(Source records)
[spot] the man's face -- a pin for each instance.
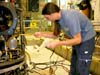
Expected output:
(52, 17)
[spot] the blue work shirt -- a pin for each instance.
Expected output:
(73, 22)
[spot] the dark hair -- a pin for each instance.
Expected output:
(50, 8)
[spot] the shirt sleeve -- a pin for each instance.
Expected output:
(73, 25)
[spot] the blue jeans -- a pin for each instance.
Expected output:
(81, 57)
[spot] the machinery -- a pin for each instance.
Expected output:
(11, 43)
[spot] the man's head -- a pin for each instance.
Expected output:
(51, 12)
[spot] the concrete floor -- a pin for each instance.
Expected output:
(45, 62)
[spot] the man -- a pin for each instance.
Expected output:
(82, 36)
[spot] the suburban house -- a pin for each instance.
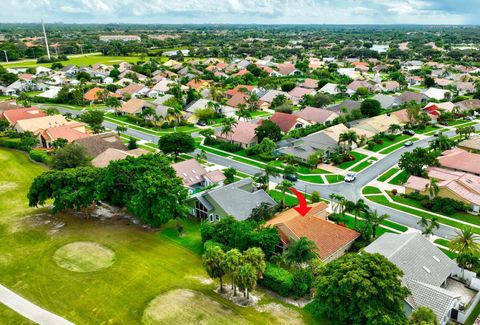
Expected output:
(287, 122)
(195, 176)
(331, 240)
(112, 154)
(430, 275)
(472, 144)
(316, 115)
(135, 106)
(69, 132)
(460, 160)
(243, 134)
(212, 205)
(303, 148)
(460, 186)
(331, 89)
(99, 143)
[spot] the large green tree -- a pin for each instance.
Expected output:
(360, 289)
(176, 143)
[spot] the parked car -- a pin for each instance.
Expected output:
(291, 178)
(350, 177)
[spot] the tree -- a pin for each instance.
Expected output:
(360, 289)
(176, 143)
(215, 265)
(233, 260)
(270, 130)
(414, 162)
(59, 143)
(132, 144)
(73, 188)
(422, 316)
(370, 107)
(229, 175)
(94, 119)
(284, 186)
(301, 251)
(262, 212)
(348, 137)
(71, 156)
(247, 278)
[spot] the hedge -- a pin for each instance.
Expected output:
(277, 279)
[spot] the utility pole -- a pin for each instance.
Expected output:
(46, 41)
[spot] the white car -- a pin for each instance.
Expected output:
(350, 177)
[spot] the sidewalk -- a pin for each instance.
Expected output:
(30, 310)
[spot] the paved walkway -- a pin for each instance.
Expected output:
(29, 310)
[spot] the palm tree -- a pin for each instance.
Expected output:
(464, 243)
(284, 186)
(433, 188)
(348, 137)
(301, 251)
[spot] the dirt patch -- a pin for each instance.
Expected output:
(184, 306)
(84, 257)
(281, 314)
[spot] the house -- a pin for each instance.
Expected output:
(460, 186)
(195, 176)
(460, 160)
(288, 122)
(303, 148)
(309, 83)
(243, 134)
(98, 143)
(430, 275)
(95, 94)
(39, 124)
(15, 115)
(135, 106)
(112, 154)
(387, 101)
(438, 94)
(237, 199)
(331, 89)
(471, 145)
(331, 240)
(69, 132)
(409, 96)
(345, 107)
(316, 115)
(134, 90)
(265, 101)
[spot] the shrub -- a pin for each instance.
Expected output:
(40, 156)
(277, 279)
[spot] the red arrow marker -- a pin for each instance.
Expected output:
(302, 208)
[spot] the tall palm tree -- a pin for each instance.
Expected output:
(283, 187)
(348, 137)
(301, 251)
(465, 243)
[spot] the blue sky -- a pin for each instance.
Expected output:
(243, 11)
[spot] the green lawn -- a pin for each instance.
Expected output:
(147, 263)
(389, 173)
(400, 179)
(81, 61)
(358, 157)
(371, 190)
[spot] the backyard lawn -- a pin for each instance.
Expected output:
(146, 264)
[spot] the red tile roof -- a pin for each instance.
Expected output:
(15, 115)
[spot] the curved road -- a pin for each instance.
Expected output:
(351, 191)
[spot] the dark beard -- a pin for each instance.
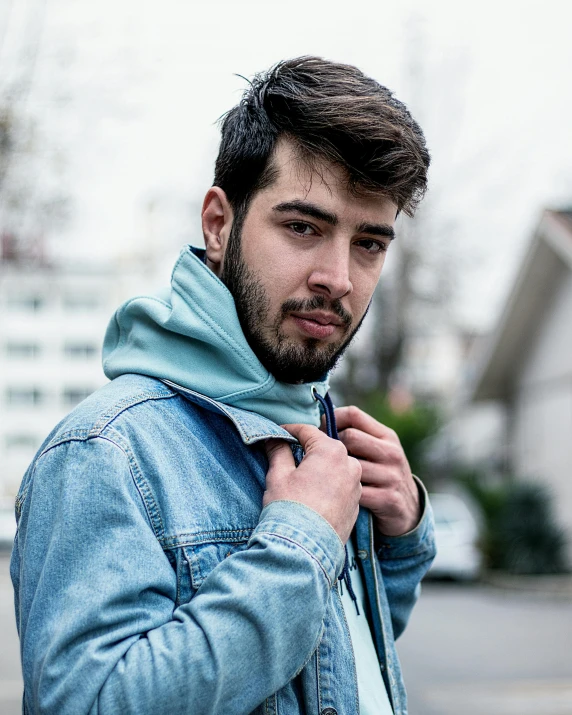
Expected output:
(287, 361)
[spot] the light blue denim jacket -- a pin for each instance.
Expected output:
(149, 579)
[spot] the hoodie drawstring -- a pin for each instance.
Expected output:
(332, 431)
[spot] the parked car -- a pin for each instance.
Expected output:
(456, 534)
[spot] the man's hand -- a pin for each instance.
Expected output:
(389, 490)
(327, 479)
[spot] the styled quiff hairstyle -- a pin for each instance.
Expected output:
(333, 113)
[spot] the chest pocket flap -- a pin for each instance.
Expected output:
(209, 549)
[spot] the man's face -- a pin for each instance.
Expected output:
(303, 266)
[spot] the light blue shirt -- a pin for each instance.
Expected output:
(373, 699)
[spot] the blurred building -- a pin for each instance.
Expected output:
(527, 368)
(52, 323)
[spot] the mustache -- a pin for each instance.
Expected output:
(317, 302)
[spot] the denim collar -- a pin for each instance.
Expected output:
(251, 426)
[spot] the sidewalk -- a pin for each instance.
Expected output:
(558, 587)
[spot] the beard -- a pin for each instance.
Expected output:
(288, 360)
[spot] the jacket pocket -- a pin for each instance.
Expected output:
(210, 549)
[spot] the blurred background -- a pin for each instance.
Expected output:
(108, 137)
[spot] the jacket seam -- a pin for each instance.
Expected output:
(85, 433)
(144, 490)
(301, 546)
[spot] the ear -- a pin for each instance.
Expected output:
(217, 217)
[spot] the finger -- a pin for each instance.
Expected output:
(356, 467)
(280, 455)
(363, 445)
(370, 498)
(352, 416)
(307, 435)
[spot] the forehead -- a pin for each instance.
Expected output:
(321, 183)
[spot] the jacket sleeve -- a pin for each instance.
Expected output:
(98, 625)
(404, 560)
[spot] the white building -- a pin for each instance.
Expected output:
(528, 366)
(52, 324)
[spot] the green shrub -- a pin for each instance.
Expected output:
(520, 534)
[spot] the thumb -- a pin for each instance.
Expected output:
(280, 457)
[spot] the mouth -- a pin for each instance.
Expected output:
(318, 325)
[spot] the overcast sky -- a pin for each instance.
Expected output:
(124, 97)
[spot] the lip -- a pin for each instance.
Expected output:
(316, 325)
(319, 317)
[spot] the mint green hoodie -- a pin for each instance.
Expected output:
(193, 338)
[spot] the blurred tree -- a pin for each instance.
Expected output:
(30, 206)
(520, 533)
(414, 423)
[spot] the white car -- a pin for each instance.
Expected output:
(456, 535)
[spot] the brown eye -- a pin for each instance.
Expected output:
(301, 228)
(372, 246)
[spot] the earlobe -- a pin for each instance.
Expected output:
(217, 221)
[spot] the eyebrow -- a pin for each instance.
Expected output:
(308, 209)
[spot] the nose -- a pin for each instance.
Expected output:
(331, 273)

GIVEN TASK: Only the lines from the one that contains "[spot] the light blue shirt" to the end of the data should be output, exactly as they appear.

RESPONSE:
[spot] the light blue shirt -- a pin for each instance.
Expected output:
(373, 699)
[spot] the blurred building -- a pin for each instance.
Expected output:
(527, 368)
(52, 323)
[spot] the mustache -- a pin for each instance.
Expected output:
(317, 302)
[spot] the denim collar -- a pin for each instance.
Expected output:
(251, 426)
[spot] the sidewalk -- a pin for each instance.
Expected output:
(558, 587)
[spot] the beard -- a pin for each instance.
Expected output:
(288, 360)
[spot] the jacket pocket -- a pin for each instance.
Expected output:
(210, 549)
[spot] the blurred background -- a pin for each instance.
Expected output:
(108, 137)
[spot] the jacket seam -- a pin for each instance.
Expected output:
(85, 433)
(144, 490)
(301, 546)
[spot] the ear -- a pin for each instance.
Expected output:
(217, 217)
[spot] the finger -- a pin for each instance.
Expected output:
(356, 467)
(280, 455)
(363, 445)
(370, 498)
(352, 416)
(307, 435)
[spot] the forehead -- a pin for each instance.
Expected output:
(321, 183)
[spot] the jacket sleeve -- a pin for each instance.
Expected output:
(98, 625)
(404, 560)
[spot] the white building -- a pin for each instance.
Expected output:
(528, 366)
(52, 324)
[spot] the green shrub -- a pin for each instance.
Expected output:
(520, 534)
[spot] the thumb -- a pin for each instance.
Expected output:
(280, 457)
[spot] the mouth -- a pin for each instance.
Expected output:
(318, 325)
[spot] the overcast sky -- a pin for each instance.
Expected output:
(124, 97)
[spot] the lip -- a pin for each instance.
Expected output:
(316, 325)
(319, 317)
[spot] the mint green hoodie -- a pin for each instance.
Expected output:
(193, 338)
[spot] the blurred tree -- a pin for each instance.
Expected output:
(30, 206)
(520, 533)
(414, 423)
[spot] the white car -- a pin for each instance.
Expected output:
(456, 535)
[spot] the brown eye -- a pin for each instance.
Expected output:
(301, 228)
(372, 246)
[spot] the earlobe -- a pin for each instance.
Expected output:
(217, 221)
[spot] the eyebrow -- a pin for each instance.
Expected output:
(308, 209)
[spot] the nose -- a pin for each instance.
Expected output:
(331, 273)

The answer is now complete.